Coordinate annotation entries
— begin —

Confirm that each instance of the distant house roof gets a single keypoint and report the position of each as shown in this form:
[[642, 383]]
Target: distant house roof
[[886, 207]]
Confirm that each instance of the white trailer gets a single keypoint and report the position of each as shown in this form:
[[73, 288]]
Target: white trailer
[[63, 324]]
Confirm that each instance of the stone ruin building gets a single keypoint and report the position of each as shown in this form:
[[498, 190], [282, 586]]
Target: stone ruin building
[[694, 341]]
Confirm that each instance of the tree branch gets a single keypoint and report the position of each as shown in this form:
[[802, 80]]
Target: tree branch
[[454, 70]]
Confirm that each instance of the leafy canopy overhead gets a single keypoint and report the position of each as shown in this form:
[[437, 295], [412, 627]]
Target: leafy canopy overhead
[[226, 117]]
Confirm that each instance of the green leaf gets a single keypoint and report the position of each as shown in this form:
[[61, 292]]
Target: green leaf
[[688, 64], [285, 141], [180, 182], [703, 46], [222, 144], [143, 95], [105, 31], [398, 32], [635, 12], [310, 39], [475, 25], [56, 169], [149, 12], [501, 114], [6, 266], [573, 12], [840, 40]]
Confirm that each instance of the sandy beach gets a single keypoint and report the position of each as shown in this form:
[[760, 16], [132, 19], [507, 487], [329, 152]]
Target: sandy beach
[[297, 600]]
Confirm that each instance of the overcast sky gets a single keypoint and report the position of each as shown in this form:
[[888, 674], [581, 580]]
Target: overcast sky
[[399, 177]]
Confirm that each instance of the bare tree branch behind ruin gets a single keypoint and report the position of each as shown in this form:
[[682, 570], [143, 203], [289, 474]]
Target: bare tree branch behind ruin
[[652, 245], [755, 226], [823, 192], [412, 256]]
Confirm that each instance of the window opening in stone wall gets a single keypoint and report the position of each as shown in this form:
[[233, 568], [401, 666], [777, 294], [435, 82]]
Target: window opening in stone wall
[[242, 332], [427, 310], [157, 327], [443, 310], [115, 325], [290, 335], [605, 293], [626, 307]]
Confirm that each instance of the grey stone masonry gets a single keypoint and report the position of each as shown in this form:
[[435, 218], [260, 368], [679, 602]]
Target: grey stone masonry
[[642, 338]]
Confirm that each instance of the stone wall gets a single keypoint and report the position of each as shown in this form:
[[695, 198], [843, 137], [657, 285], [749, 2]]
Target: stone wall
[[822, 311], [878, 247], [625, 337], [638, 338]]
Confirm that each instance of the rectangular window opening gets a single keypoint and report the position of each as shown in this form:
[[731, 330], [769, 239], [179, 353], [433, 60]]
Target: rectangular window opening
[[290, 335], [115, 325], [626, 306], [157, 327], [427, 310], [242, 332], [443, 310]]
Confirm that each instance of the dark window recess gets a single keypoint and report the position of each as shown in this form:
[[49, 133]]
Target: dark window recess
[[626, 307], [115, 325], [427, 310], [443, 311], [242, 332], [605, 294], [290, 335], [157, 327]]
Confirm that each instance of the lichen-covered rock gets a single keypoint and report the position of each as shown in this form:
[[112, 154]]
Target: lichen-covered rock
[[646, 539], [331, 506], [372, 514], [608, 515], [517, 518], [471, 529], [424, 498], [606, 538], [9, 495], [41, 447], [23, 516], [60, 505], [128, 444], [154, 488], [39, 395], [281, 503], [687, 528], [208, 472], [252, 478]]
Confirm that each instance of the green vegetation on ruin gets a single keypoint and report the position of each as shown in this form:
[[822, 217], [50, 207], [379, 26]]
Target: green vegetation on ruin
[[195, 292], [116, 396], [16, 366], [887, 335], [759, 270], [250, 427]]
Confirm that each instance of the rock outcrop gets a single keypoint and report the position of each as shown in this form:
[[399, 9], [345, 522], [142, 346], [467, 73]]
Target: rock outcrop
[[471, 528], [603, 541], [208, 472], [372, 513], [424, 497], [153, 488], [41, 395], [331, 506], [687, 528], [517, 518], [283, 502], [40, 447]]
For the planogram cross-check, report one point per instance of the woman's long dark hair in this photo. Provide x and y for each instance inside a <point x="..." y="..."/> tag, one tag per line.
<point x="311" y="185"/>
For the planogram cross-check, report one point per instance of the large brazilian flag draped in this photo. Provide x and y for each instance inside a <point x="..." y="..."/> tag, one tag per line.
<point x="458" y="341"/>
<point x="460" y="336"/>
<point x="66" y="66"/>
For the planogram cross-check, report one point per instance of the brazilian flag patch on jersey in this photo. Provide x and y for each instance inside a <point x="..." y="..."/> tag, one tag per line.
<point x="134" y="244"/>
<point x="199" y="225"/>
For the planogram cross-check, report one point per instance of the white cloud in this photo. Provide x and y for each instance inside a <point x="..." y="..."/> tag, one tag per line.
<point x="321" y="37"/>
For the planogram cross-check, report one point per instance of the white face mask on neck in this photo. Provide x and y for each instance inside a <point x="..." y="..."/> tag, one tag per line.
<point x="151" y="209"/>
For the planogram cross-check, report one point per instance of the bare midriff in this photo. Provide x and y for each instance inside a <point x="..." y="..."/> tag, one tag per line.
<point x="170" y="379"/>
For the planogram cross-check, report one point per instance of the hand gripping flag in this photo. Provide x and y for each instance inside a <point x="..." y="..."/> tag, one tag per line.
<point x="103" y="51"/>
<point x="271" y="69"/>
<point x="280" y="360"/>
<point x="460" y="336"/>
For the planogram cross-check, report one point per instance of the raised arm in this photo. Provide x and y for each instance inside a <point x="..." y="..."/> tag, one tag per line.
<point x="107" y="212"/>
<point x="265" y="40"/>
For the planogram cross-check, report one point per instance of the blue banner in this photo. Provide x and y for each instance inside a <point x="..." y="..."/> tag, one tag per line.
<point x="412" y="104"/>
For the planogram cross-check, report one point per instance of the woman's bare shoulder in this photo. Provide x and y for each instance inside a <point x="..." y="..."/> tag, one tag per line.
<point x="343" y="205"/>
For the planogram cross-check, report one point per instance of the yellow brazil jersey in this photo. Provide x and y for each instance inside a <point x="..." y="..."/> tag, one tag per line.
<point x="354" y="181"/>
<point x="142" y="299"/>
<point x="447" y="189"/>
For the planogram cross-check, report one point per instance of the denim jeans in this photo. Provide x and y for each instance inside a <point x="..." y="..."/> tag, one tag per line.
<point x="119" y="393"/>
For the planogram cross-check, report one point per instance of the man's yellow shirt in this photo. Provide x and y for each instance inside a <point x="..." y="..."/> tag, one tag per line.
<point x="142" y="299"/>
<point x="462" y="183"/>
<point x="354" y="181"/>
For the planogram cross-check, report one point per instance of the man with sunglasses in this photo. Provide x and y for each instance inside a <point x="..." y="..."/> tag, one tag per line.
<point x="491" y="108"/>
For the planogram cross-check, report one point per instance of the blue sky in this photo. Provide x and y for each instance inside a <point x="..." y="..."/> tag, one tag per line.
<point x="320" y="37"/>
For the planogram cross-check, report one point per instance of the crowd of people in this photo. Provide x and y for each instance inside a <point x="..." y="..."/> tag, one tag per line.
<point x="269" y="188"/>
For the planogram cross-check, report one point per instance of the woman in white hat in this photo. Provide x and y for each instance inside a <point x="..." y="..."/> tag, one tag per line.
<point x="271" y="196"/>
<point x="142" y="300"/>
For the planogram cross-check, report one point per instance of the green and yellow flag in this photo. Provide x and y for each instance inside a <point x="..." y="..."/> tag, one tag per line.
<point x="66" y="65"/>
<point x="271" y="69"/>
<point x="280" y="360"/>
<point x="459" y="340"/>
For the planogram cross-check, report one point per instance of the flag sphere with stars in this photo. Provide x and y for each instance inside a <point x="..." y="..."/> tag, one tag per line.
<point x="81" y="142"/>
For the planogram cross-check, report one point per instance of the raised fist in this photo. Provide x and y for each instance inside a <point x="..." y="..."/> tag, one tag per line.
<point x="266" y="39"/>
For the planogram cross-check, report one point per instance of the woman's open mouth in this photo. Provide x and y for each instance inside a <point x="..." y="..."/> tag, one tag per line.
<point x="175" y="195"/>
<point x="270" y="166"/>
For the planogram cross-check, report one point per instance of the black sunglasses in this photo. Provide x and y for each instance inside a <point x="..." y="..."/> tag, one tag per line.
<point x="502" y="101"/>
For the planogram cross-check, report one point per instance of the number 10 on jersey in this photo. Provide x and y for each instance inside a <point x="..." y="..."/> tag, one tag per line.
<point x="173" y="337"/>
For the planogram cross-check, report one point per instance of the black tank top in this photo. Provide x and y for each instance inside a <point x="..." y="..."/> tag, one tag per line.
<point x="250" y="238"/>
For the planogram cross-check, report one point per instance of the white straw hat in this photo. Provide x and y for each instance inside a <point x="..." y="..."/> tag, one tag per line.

— end —

Find the line with "the black sunglasses" in the listing above, then write out that line and each remaining line exactly, with no other text.

Full response
For the planogram cross-check, report one point per instance of the black sunglasses in this photo. Provide x and y for each instance inside a <point x="..." y="..."/> tag, one tag per line.
<point x="502" y="101"/>
For the planogram cross-check, report one point per instance of the number 10 on jersey in this photo. Provide x and y for each instance inside a <point x="..." y="..."/> tag, one tag per line.
<point x="173" y="337"/>
For the planogram cross-check, report one point per instance of the black tank top in this photo. Provide x and y for each instance inside a <point x="..." y="..."/> tag, one tag per line.
<point x="250" y="238"/>
For the planogram cross-check, report one point per instance of the white straw hat in this photo. Provide x and y for each instance inside a <point x="..." y="..."/> tag, one tag per line.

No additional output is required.